### Supplied passage
A positive integer is divisible by $3$ iff 3 divides the sum of its digits I am having trouble proving the two following questions: 


*

*If $p|N$, $q|N$ and gcd(p,q)=1, then prove that $pq|N$

*If $x$ is non zero positive integer number, then prove that $3|x$ if and only if 3 divides the sum of all digits of $x$.
For both questions I tried to use theorems of discrete mathematics, but I could not find the way to solve them.
 A: (1)  The hypotheses $p|N$ and $q|N$ give us two integers $m,k$ so that $N=mp$ and $N=kq$.  This implies $mp=kq$ so that $q|mp$.  Now, since $gcd(p,q)=1$ and $q|mp$ we know that $q|m$ (think about why this is true if it's not clear).  Then  $m=sq$ for some integer $s$.  Putting this all together, we have $N=mp=sqp=s(pq)$ so $pq|N$.
(2) Here we have an if and only if statement so you'll have to prove two statements/directions(or both at once):
(i) if $3|x$ then $3$ divides the sum of the digits of $x$
(ii) if $3$ divides the sum of the digits of $x$ then $3$ divides $x$
The strategy is to write the number in base $10$, for example (not a proof):
$1356=1\cdot 10^3+3\cdot 10^2+5\cdot 10^1 + 6\cdot 10^0$
Now $10$ has remainder $1$ under division by $3$ so the remainder of $1356$ under division by $3$ is $1 \cdot 1^3 + 3\cdot 1^2 +5\cdot 1^1 +6\cdot 1^0=1+3+5+6$ which is exactly the sum of the digits.  Then the remainder under division by $3$ of $1356$ and $1+3+5+6$ are the same, and $3|1356$ if and only if $3|1+3+5+6$.

### Data supplied
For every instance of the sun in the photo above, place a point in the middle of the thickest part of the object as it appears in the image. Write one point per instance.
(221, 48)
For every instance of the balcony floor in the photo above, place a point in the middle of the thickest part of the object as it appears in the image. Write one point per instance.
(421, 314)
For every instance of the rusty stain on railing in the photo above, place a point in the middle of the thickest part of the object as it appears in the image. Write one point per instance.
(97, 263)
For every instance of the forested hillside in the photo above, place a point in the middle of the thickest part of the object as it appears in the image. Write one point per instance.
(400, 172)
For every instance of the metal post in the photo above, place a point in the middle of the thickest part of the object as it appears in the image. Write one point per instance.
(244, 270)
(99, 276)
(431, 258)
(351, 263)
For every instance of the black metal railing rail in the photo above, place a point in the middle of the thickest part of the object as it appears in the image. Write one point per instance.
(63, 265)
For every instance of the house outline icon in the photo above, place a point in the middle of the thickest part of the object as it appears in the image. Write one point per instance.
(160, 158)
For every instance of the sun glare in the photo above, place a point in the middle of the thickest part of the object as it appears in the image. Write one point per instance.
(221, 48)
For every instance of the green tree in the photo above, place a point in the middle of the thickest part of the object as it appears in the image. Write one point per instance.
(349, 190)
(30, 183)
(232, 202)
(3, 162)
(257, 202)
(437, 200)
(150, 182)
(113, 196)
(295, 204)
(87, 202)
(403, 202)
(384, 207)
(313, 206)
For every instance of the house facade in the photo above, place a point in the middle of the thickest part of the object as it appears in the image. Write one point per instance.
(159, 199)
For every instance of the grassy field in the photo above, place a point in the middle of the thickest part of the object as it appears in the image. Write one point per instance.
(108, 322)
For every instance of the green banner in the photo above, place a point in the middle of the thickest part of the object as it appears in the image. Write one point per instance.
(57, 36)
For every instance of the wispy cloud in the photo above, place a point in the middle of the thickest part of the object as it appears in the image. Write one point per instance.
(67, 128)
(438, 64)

### Tasks for this exercise
A) In the divisibility thread, what remainder does 10 leave when divided by 3?
B) Repeat word for word the part of the divisibility thread that opens with the words containing "A positive integer" and closes with "to solve them.".

### Answers given
A) 10 leaves a remainder of 1 when divided by 3.

B)
A positive integer is divisible by $3$ iff 3 divides the sum of its digits I am having trouble proving the two following questions: 


*

*If $p|N$, $q|N$ and gcd(p,q)=1, then prove that $pq|N$

*If $x$ is non zero positive integer number, then prove that $3|x$ if and only if 3 divides the sum of all digits of $x$.
For both questions I tried to use theorems of discrete mathematics, but I could not find the way to solve them.